> PROBLEMAS POR RESOLVER
[1] Según el texto sobre los bares y restaurantes en España, ¿cuántos establecimientos de este tipo hay en el país?
[2] Prosigue el texto sobre los bares y restaurantes en España a partir de su última frase.

> FRAGMENTO SELECCIONADO
Uno de los liderazgos mundiales de los que España puede presumir es el número de bares y restaurantes: 277.539 establecimientos, lo que quiere decir que hay uno de ellos por cada 170 habitantes. La proporción en Barcelona similar, sale a uno por cada 172 ciudadanos, y si añadimos los hoteles y las discotecas que tienen servicio de restaurante bajamos hasta uno por cada 156 barceloneses. Así ha sido desde siempre, aunque ciertos episodios de la vida del país han acelerado la tendencia, como pasó con la deflagración turística de la ciudad tras los JJOO o con los efectos de la reconversión industrial de los 80, cuando no pocos obreros despedidos y en edad de trabajar invirtieron las indemnizaciones en abrir un bar partiendo de la errónea idea de que es un negocio que no requiere preparación alguna y que cualquier persona con ganas puede llevar adelante.
Esa elevadísima oferta hace imposible que una buena parte de ellos sea auténticamente rentable y que se mantengan gracias a alquileres bajos, a la economía sumergida, tanto desde el punto de vista fiscal como laboral, al empleo de familiares y la falta de alternativas.
Las consecuencias de la pandemia serán demoledoras. Las Administraciones podrían haberse puesto de acuerdo –todavía están a tiempo-- para aprovechar la circunstancia y dirigir sus esfuerzos hacia objetivos un poco más ambiciosos que la mera subsistencia económica del autónomo que está al frente del negocio y de los trabajadores del sector a través de los expedientes de regulación temporal de empleo. Podrían tratar de poner orden facilitando la transición hacia una oferta más ajustada a las necesidades reales con establecimientos que se merezcan de verdad el nombre de restaurantes, con propietarios profesionalizados, salas cómodas, cocinas en buenas condiciomes de salubridad y servicios realmente higiénicos.

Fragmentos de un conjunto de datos
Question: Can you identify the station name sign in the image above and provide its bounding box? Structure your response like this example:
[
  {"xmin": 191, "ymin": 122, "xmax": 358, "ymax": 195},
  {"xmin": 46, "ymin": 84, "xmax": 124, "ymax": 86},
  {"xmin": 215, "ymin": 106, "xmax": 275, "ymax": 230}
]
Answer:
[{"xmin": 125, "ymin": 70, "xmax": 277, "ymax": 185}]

> RESPUESTAS
[1] Hay 277.539 establecimientos.

[2]
Pero no se ha hecho ni se hará. La mentalidad es otra, pesa mucho más lo inmediato y urgente que el medio y largo plazo. Lo estamos viendo en la interpretación que ha hecho la Inspección de Trabajo sobre las consecuencias de un despido en una empresa acogida a un ERTE. La obligación de no reducir la plantilla durante el expediente, y seis meses después de su término, supone que de producirse un solo despido la empresa debe devolver las bonificaciones y exoneraciones de las cuotas a la Seguridad Social, más recargos, de toda la nómina. Es como si obligaran a Seat o a Nissan a reintegrar todos los apoyos recibidos si prescinden de un solo trabajador.
Un disparate. Pero la muy discutible la lectura que hace la Inspección de Trabajo es coherente con el espíritu de la normativa, o más bien con la ideología de sus promotores. Antes que cualquier otra consideración, las empresas son sospechosas, y como tales son tratadas. El objetivo del legislador en este caso es proteger a los empleados sin darse cuenta de que su mejor defensa es dar continuidad a la empresa.